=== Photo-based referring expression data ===
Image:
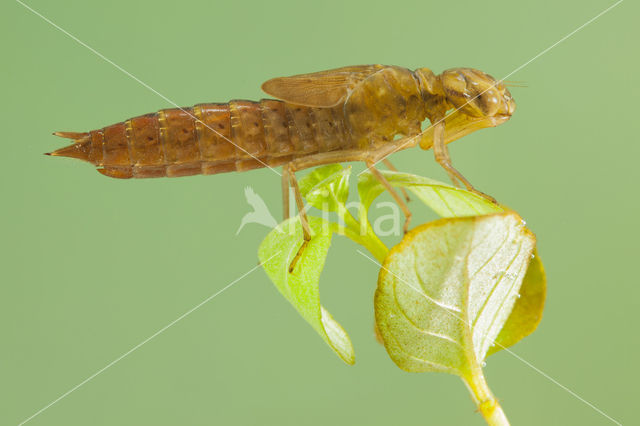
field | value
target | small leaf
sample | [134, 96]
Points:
[444, 199]
[326, 187]
[300, 287]
[527, 312]
[445, 292]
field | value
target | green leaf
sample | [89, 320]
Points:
[326, 187]
[527, 312]
[445, 292]
[300, 287]
[444, 199]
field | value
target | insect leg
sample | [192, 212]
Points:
[394, 194]
[391, 167]
[304, 221]
[285, 193]
[441, 154]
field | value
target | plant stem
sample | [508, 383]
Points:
[487, 404]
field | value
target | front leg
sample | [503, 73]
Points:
[441, 154]
[393, 192]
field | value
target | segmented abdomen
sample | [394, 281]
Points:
[210, 138]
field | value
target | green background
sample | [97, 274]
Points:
[93, 266]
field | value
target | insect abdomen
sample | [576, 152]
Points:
[209, 139]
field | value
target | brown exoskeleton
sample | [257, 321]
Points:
[356, 113]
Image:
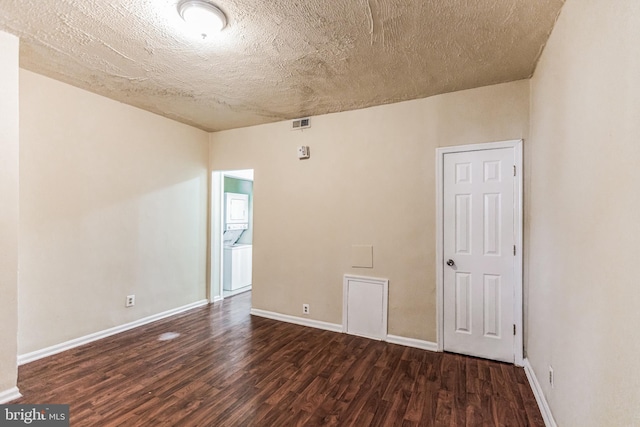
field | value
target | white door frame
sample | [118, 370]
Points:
[518, 224]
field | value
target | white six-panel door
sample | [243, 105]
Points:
[478, 253]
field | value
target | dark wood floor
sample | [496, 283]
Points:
[230, 369]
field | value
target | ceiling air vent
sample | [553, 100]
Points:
[301, 124]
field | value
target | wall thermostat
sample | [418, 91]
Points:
[303, 152]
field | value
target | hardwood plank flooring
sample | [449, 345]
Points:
[227, 368]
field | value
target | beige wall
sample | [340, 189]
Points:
[370, 180]
[584, 151]
[8, 209]
[113, 202]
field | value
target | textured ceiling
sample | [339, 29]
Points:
[279, 59]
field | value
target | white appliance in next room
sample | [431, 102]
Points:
[237, 258]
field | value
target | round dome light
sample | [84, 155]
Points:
[202, 16]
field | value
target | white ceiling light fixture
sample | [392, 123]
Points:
[202, 16]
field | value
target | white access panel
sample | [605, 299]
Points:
[365, 306]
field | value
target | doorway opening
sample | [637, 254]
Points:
[231, 233]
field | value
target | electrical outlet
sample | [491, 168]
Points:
[131, 301]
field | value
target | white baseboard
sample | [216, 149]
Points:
[58, 348]
[9, 395]
[333, 327]
[547, 416]
[412, 342]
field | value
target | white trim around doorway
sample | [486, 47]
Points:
[516, 145]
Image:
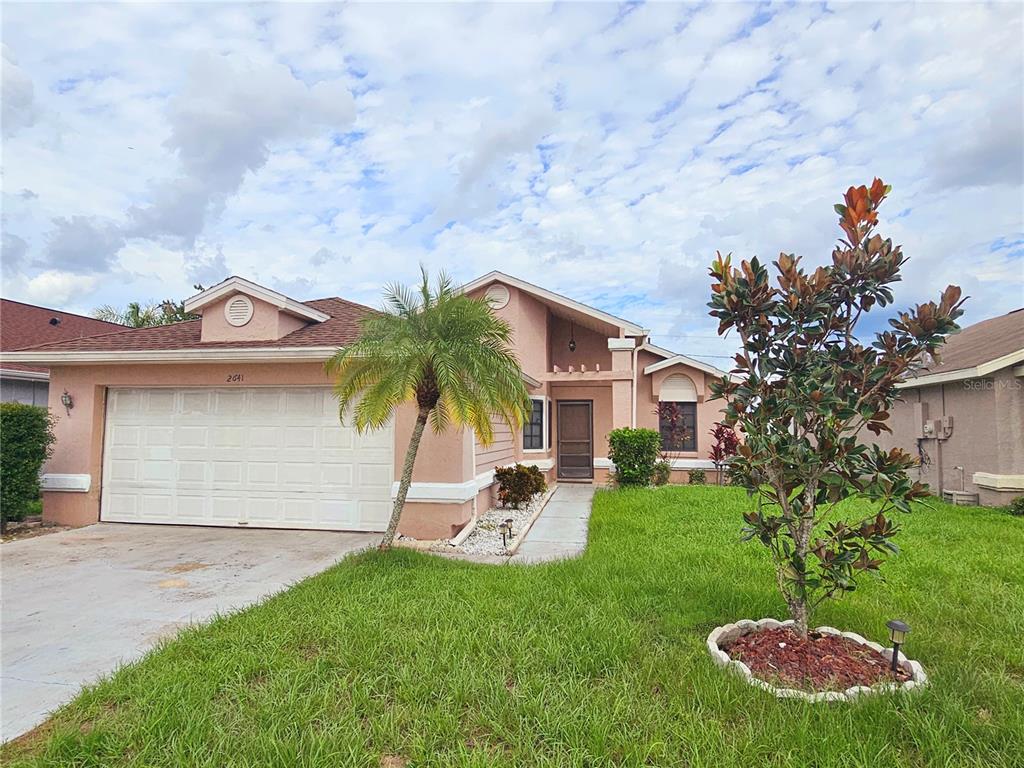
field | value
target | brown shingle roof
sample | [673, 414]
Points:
[341, 329]
[27, 325]
[980, 343]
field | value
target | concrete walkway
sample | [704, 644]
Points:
[560, 531]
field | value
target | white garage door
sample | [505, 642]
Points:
[259, 457]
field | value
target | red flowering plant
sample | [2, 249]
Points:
[725, 445]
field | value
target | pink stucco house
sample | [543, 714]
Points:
[229, 420]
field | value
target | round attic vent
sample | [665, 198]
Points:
[239, 310]
[497, 296]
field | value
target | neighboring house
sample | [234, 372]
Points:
[229, 420]
[964, 417]
[27, 325]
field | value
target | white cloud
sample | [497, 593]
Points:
[19, 110]
[55, 288]
[603, 151]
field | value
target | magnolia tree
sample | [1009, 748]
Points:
[803, 390]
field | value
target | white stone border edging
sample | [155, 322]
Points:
[731, 632]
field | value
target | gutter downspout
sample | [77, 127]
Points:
[633, 391]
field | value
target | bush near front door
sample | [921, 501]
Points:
[519, 483]
[634, 452]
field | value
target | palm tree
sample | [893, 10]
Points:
[134, 315]
[440, 348]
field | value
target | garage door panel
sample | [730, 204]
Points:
[157, 471]
[340, 437]
[190, 437]
[265, 437]
[194, 472]
[267, 457]
[382, 440]
[195, 403]
[161, 402]
[261, 473]
[125, 435]
[336, 475]
[229, 402]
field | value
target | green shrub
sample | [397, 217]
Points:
[26, 442]
[663, 472]
[634, 452]
[519, 483]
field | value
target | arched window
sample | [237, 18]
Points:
[677, 414]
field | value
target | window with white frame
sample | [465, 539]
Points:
[677, 414]
[534, 429]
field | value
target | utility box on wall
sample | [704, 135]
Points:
[920, 417]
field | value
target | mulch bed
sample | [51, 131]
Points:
[821, 663]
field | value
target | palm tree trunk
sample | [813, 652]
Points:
[407, 478]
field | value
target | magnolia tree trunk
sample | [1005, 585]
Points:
[407, 478]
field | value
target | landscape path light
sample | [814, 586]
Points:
[897, 634]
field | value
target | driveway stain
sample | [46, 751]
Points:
[172, 584]
[184, 567]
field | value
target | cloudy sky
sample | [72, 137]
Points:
[602, 151]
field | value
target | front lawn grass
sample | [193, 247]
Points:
[597, 662]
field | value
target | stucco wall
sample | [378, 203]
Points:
[528, 320]
[987, 436]
[501, 452]
[709, 412]
[592, 347]
[267, 323]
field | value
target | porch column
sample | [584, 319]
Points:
[622, 389]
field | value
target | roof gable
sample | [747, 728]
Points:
[629, 329]
[236, 285]
[27, 325]
[183, 341]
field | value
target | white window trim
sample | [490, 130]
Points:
[544, 426]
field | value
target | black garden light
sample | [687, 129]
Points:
[897, 634]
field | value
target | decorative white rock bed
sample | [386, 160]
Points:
[485, 538]
[731, 632]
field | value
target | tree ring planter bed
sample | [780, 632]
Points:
[842, 647]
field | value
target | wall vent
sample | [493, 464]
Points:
[239, 310]
[497, 296]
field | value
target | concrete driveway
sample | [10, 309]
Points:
[79, 603]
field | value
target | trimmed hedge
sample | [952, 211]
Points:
[635, 454]
[26, 442]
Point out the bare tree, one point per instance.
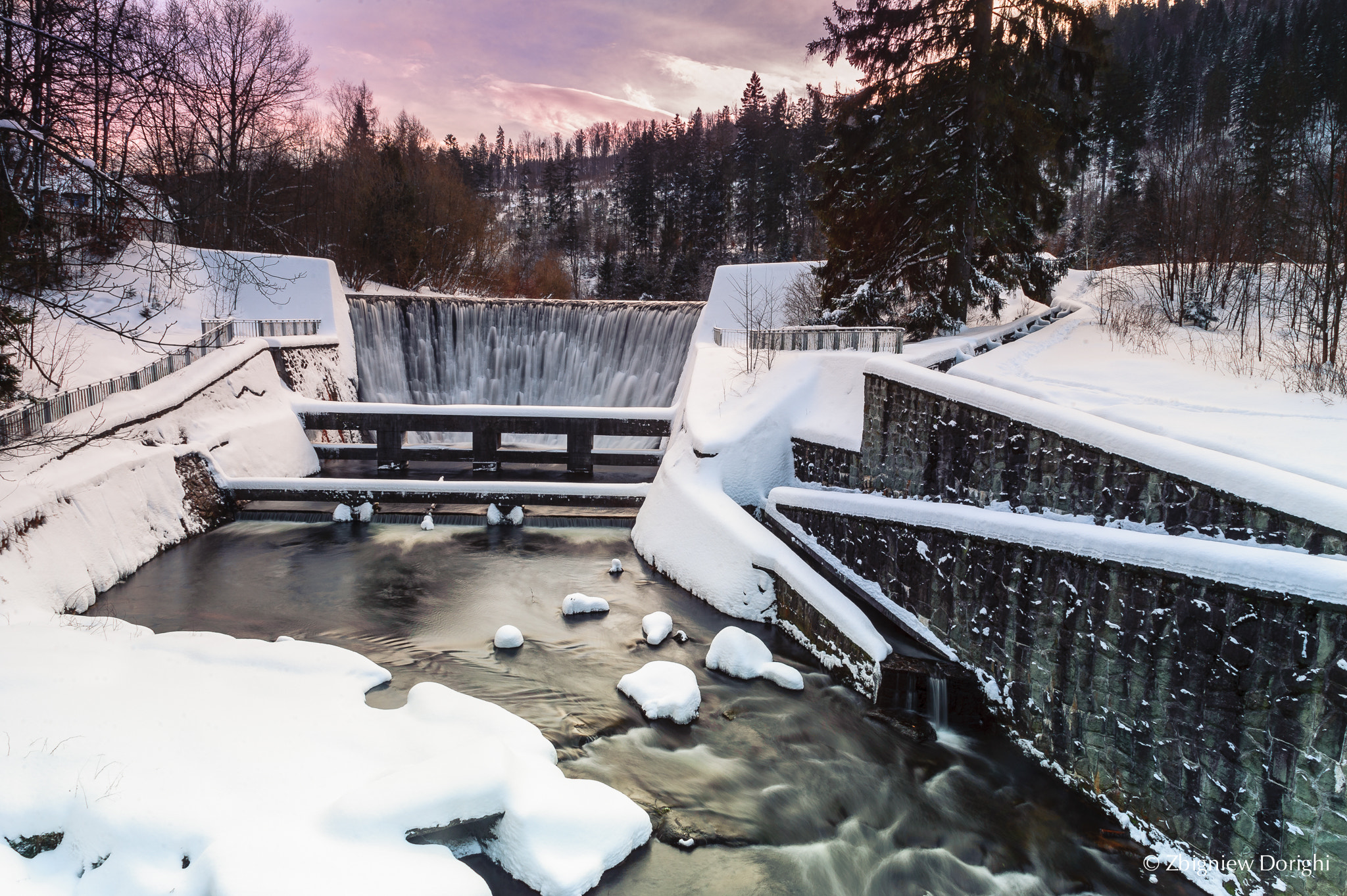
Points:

=== Directions for this task ===
Look through the entries and find each line that has the string "vent". Copy those lines.

=== Written answer ===
target | ceiling air vent
target | round attic vent
target | wall vent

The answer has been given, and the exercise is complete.